** Source data **
━━━━━━━━━━━━━━━━

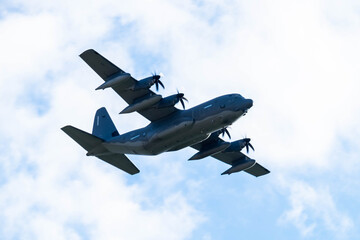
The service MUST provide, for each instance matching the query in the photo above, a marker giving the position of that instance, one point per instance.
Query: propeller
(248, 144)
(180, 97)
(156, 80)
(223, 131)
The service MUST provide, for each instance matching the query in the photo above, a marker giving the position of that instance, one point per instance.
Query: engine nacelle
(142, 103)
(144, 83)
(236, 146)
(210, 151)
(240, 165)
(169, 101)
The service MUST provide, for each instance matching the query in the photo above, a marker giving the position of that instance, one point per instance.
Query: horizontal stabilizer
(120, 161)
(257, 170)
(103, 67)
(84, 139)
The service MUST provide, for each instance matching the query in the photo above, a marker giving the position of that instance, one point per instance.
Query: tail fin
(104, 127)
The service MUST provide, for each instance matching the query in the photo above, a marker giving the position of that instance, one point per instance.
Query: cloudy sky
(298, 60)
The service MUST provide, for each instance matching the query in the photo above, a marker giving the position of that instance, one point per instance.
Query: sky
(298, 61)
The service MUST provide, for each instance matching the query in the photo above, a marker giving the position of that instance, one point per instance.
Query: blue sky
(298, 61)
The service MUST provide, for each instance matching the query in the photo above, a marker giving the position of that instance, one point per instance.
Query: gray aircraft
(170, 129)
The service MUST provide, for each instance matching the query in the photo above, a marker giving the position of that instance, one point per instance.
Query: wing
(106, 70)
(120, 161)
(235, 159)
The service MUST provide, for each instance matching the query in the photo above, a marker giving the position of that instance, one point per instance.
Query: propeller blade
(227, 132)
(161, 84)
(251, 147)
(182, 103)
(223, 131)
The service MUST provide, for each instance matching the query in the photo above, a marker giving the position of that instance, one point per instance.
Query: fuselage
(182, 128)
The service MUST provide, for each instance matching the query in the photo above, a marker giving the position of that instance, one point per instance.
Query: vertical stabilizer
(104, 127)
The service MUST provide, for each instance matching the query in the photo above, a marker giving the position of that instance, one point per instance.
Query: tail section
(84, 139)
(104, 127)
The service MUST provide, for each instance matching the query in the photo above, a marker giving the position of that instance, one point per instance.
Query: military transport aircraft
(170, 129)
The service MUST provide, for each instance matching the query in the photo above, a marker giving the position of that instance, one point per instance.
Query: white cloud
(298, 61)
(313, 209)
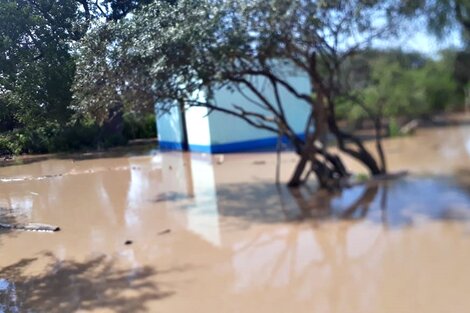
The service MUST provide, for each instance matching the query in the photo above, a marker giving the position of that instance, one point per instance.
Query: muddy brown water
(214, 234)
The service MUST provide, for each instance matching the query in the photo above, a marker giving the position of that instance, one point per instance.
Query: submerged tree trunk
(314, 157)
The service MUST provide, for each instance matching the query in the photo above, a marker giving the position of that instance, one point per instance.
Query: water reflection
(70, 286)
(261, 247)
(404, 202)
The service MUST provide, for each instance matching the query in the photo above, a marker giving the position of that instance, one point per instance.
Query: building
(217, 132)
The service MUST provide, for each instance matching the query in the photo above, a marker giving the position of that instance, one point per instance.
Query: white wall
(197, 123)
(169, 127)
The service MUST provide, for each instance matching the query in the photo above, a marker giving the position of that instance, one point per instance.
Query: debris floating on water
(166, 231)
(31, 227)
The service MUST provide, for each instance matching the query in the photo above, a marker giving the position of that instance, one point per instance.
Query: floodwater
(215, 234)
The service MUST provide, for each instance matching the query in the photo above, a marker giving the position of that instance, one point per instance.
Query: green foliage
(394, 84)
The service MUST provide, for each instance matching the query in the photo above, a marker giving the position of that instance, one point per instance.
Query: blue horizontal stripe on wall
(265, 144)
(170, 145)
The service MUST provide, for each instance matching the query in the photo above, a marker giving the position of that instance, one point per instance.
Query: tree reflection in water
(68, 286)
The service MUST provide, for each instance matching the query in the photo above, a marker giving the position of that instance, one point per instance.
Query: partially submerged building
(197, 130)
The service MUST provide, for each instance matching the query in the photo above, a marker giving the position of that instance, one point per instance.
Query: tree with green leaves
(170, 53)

━━━━━━━━━━━━━━━━

** Given problem **
What is needed is an exact reproduction of the data, pictures excluded.

** Finished task **
The service MUST provide, for each instance matching the query in the photo above, a marker giving the position of that instance, one point per instance.
Query: propeller
(248, 144)
(180, 97)
(156, 80)
(223, 131)
The service MUST provide, for each instance matching the query in the photo above, a marker giving the position of that instance, one point per instance.
Query: engine nacelle
(142, 103)
(144, 83)
(236, 146)
(210, 151)
(240, 165)
(169, 101)
The service MUST provide, for each instance matching the query in the photo above, a marker giving the position of that instance, one point per instance.
Query: horizontal stabilizer
(120, 161)
(257, 170)
(103, 67)
(84, 139)
The service MUST provide, for each instance matching the query in the photo above, a marker giving the position of that instance, one point per instance.
Query: tail fin
(104, 127)
The service MUST provide, for each instance matching the query in the photo above, a marker giving the position of that instance, one point per instance.
Query: cloudy sky
(298, 60)
The service MUST provide, for each instance matching the query in the photo above, a marker giving the position of that instance, one point per instance.
Query: sky
(298, 61)
The service MUST provide, for each instance matching the query in the photo above, a marker giving the position of that instance, one point per instance.
Query: blue sky
(298, 61)
The service MUST provide, for each instance matching the query in the photo above, a marker giving the position of that instance, one point per instance.
Query: gray aircraft
(170, 129)
The service MUST provide, for each instance matching the query in the photo above, a marker giving the position of that instance, one point per instance.
Query: wing
(106, 70)
(120, 161)
(235, 159)
The service MUST provide, for each instance matching the query in the photo above, a marker giving the position of that instance, one point per instance.
Query: propeller blade
(227, 132)
(161, 84)
(251, 147)
(182, 103)
(223, 131)
The service MUST provide, for each instance matching the query in the photo above, a marker giving the position of that instance, one point per instance.
Query: fuselage
(182, 128)
The service MUST provide, for each instance matching the query in the photo above, a marker giving the position of that instance, one point per instance.
Query: vertical stabilizer
(104, 127)
The service MUST provide, for each instance matching the query in the photo above, a marker giving the position of that instance, one point per instance.
Query: tail section
(84, 139)
(104, 127)
The service MUST provide, for each instance matching the query in the photo above, a marker giving the position of that instance, one point per instance.
Query: military transport aircraft
(170, 129)
The service MUST provide, for each instance matching the query in the photo above, a marker giving the position of that instance, one point per instance.
Query: white cloud
(298, 61)
(313, 209)
The service MUST provide, for each instance matching the query in the photo above, a marker giving the position of that instance, one point per instance.
Query: muddy brown water
(214, 234)
The service MUST provide, for each instance matching the query in the photo above, a marker giving the position of that instance, one point per instance.
Query: submerged tree trunk
(314, 157)
The service MUST provide, for each instance matching the query in the photo above, a marker giving the position of that instance, one point per instance.
Query: water reflection
(70, 286)
(261, 247)
(404, 202)
The service MUST provide, for each instance matching the query in the photo above, a marker giving the position of that instance, one point per instance.
Query: building
(217, 132)
The service MUST provide, for each instance matching the query in the photo above, a marker giving the position of that instance, one point per instance.
Query: white wall
(197, 123)
(169, 127)
The service MUST provide, for each instance matching the query in the photo above, a marker giving the position of that instance, one point per instance.
Query: debris floating on water
(166, 231)
(31, 227)
The service MUST provide, for each instance matching the query in the photo above, a marker giving the position of that instance, one point per instance.
Query: floodwater
(215, 234)
The service MUST provide, for each instance matching the query in the photo above, a marker giving the position of that instance, one point per instance.
Query: green foliage
(394, 84)
The service MUST provide, for each instance matching the query in the photo above, a marker giving the position of that instance, one point per instance.
Query: blue horizontal stripe on wall
(265, 144)
(170, 145)
The service MUST provide, for each instance matching the query in the photo above, a marker giving the position of that instance, one point per instance.
Query: tree reflection in water
(68, 286)
The service MUST provide, for each instance matching the query in the photo above, a marker giving the position of that instance, one point per instance.
Query: partially submerged building
(197, 130)
The service MUST provide, for each instance matching the query in the photo above, a marker giving the position of that instance, one point per instance.
Query: tree with green leaves
(170, 53)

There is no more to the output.